▸ Data extracted from a collection:
--- BEGIN ---

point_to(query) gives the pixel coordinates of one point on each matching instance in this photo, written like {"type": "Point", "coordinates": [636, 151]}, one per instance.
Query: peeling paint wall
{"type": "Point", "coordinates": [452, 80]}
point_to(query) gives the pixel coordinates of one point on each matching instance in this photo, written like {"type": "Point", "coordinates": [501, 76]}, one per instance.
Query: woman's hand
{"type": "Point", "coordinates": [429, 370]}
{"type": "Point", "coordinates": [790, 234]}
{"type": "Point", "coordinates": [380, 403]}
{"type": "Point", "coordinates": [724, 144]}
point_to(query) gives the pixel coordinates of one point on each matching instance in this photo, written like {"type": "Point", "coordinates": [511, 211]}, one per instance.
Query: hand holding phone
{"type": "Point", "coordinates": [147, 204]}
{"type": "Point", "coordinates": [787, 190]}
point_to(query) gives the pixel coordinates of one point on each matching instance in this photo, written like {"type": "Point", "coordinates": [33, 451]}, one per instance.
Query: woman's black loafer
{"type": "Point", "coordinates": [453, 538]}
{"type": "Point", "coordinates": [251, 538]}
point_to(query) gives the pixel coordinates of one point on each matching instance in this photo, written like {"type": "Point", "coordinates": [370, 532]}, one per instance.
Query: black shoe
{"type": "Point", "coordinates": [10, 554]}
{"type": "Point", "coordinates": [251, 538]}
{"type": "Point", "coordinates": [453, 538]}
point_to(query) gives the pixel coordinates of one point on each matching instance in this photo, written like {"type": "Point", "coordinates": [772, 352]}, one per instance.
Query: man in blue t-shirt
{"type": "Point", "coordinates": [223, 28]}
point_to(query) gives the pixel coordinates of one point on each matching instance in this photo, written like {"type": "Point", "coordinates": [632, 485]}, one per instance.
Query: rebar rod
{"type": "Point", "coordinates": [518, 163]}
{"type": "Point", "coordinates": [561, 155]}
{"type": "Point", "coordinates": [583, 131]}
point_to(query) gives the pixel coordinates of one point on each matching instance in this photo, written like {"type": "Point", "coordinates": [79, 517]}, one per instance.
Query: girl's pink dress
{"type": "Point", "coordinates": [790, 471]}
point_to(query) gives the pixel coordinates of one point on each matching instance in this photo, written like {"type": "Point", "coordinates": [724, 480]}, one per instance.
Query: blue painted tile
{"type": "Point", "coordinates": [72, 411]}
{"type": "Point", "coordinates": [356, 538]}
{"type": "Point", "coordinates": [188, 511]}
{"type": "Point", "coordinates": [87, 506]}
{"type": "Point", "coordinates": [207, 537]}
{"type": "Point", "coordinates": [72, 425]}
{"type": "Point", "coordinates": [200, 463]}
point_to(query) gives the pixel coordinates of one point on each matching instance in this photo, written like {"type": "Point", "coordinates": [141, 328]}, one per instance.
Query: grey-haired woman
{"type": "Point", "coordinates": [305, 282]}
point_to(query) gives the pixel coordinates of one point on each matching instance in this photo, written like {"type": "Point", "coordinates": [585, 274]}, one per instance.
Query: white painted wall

--- END ---

Send back every record, precisely as written.

point_to(query) gives the pixel coordinates of one point on each matching instance in this photo, written like {"type": "Point", "coordinates": [636, 151]}, one per instance.
Query: peeling paint wall
{"type": "Point", "coordinates": [452, 80]}
point_to(query) gives the pixel coordinates of one point on each matching instance in this photo, written like {"type": "Point", "coordinates": [501, 76]}, one per instance.
Query: woman's hand
{"type": "Point", "coordinates": [429, 370]}
{"type": "Point", "coordinates": [790, 234]}
{"type": "Point", "coordinates": [380, 403]}
{"type": "Point", "coordinates": [724, 144]}
point_to(query) gives the pixel coordinates of one point on each matching instance in this photo, written like {"type": "Point", "coordinates": [511, 211]}, one per instance.
Query: hand holding phone
{"type": "Point", "coordinates": [147, 204]}
{"type": "Point", "coordinates": [787, 190]}
point_to(query) gives the pixel coordinates of one point on each matching instance in this photo, written like {"type": "Point", "coordinates": [33, 451]}, one per instance.
Query: woman's black loafer
{"type": "Point", "coordinates": [453, 538]}
{"type": "Point", "coordinates": [251, 538]}
point_to(query) gives the pixel coordinates of one point on each matching instance in this photo, written like {"type": "Point", "coordinates": [370, 532]}, one per instance.
Query: black shoe
{"type": "Point", "coordinates": [10, 554]}
{"type": "Point", "coordinates": [251, 538]}
{"type": "Point", "coordinates": [453, 538]}
point_to(query) gives the pixel coordinates of one point on each matching instance in this photo, written like {"type": "Point", "coordinates": [772, 352]}, one per instance.
Query: man in blue t-shirt
{"type": "Point", "coordinates": [223, 28]}
point_to(query) gives the pixel coordinates of one point on each matching instance in this photo, written like {"type": "Point", "coordinates": [632, 485]}, one per instance.
Query: rebar rod
{"type": "Point", "coordinates": [518, 163]}
{"type": "Point", "coordinates": [561, 155]}
{"type": "Point", "coordinates": [583, 131]}
point_to(query) gives the pixel coordinates of one point on each matching instance in this photo, written like {"type": "Point", "coordinates": [79, 517]}, one per instance.
Query: girl's pink dress
{"type": "Point", "coordinates": [790, 471]}
point_to(query) gives the pixel coordinates of one point on each matching instance in this photo, written like {"type": "Point", "coordinates": [724, 480]}, one per instance.
Query: blue painted tile
{"type": "Point", "coordinates": [72, 411]}
{"type": "Point", "coordinates": [356, 538]}
{"type": "Point", "coordinates": [188, 511]}
{"type": "Point", "coordinates": [87, 506]}
{"type": "Point", "coordinates": [207, 537]}
{"type": "Point", "coordinates": [72, 425]}
{"type": "Point", "coordinates": [200, 463]}
point_to(query) gives the pixel coordinates of one point on each matching instance in this photo, written like {"type": "Point", "coordinates": [141, 328]}, one per instance.
Query: grey-haired woman
{"type": "Point", "coordinates": [305, 282]}
point_to(query) gives the pixel coordinates of one point on each matching instance in this photo, written like {"type": "Point", "coordinates": [585, 274]}, one per instance.
Query: white painted wall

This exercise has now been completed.